* [OBJECTIVE] Write out the rows below word for word, omitting the pictures.
Start of RECORDS TO PROCESS
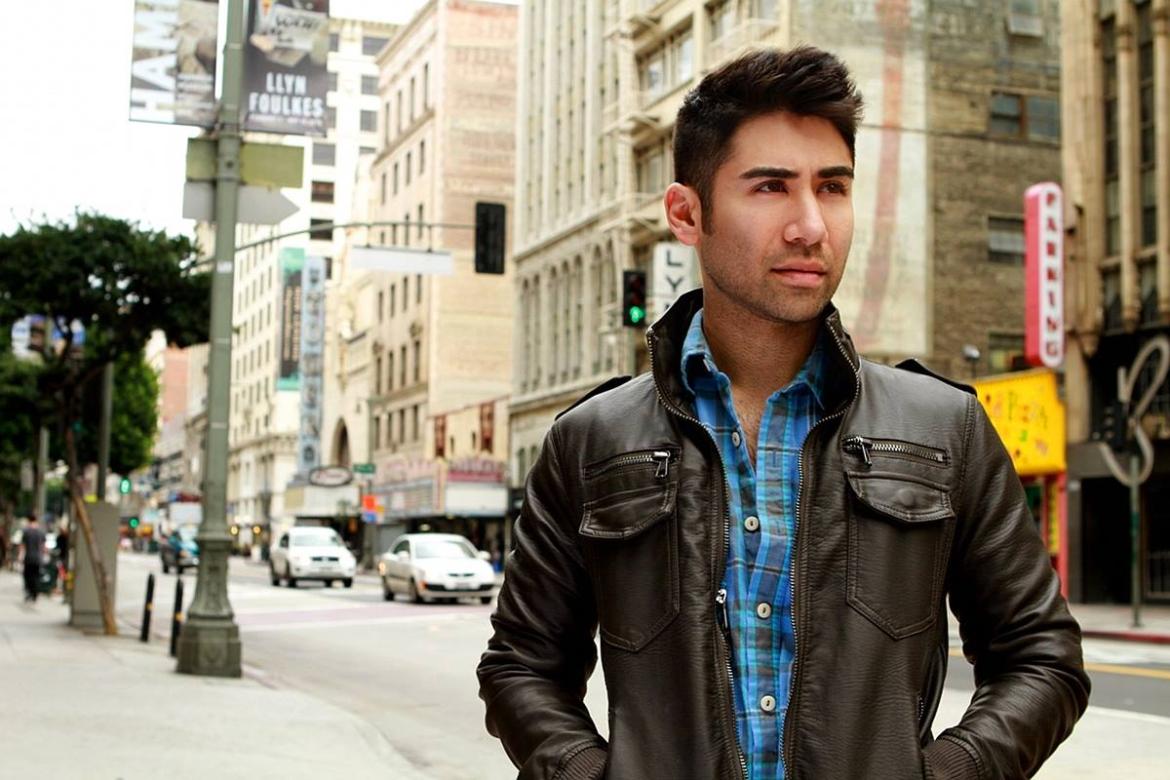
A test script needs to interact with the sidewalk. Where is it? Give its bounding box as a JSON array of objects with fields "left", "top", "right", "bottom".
[
  {"left": 1069, "top": 603, "right": 1170, "bottom": 644},
  {"left": 0, "top": 571, "right": 425, "bottom": 780}
]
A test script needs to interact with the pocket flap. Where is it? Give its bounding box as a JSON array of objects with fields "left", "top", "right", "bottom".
[
  {"left": 579, "top": 479, "right": 679, "bottom": 539},
  {"left": 846, "top": 471, "right": 955, "bottom": 523}
]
End of RECORDS TO PROCESS
* [OUTPUT]
A test script needs to interact with the sidewalk. Where is it? Give its bounding box as a JSON array of objects with fields "left", "top", "right", "bottom".
[
  {"left": 1069, "top": 603, "right": 1170, "bottom": 644},
  {"left": 0, "top": 571, "right": 425, "bottom": 780}
]
A test script needs to interact with the pocket flap. Where is it? Give its bounding box as a JSON array of objects with fields "left", "top", "right", "bottom".
[
  {"left": 579, "top": 479, "right": 679, "bottom": 539},
  {"left": 846, "top": 471, "right": 955, "bottom": 523}
]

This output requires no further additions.